● Text shown
MORE MANHATTAN OFFICE SPACE GOES VACANT

In May, for the 12th consecutive month, the amount of Manhattan office space available to lease has edged up and now stands at 17 percent of the island’s total office square footage, Bloomberg reported.
At the same time, new leases signed increased by 8 percent and rents bumped up to $73.26 per square foot, a 0.4-percent increase.
About 18 percent of Manhattan’s office workers are back at their desks, according to Kastle Systems, which records key-card swipes.
Those workers are a vanguard; Facebook, Goldman Sachs, and JPMorgan Chase are among major employers that have mandated workers to return to central offices this summer.
The amount of Manhattan’s leased space being offered for sublease is about 23 percent, Bloomberg noted, the least since July 2020 but still 75 percent more than in March 2020.
TREND FORECAST: We had forecast this trend in 2020, soon after the media and politicians launched the COVID War. The crisis accelerated the work-from-home trend, in which 44 percent of eligible workers now want to make corporate policy, according to a recent ZipRecruiter survey. A significant number of those workers have already moved more than commuting distance away from their offices, making it even harder to lure them back to their company quarters. 
We continue to forecast a broad decline for office property occupancy and values, especially those in suburban locations that lack the shopping and entertainment venues that make downtowns attractive.

● Data listing
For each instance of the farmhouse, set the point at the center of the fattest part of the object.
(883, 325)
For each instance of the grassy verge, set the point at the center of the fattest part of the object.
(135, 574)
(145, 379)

● Work request
Reproduce the Manhattan office space article word for word between "In May, for" and "footage, Bloomberg reported.", inclusive. The items have nothing to do with the Manhattan office space article.

● Your response
In May, for the 12th consecutive month, the amount of Manhattan office space available to lease has edged up and now stands at 17 percent of the island’s total office square footage, Bloomberg reported.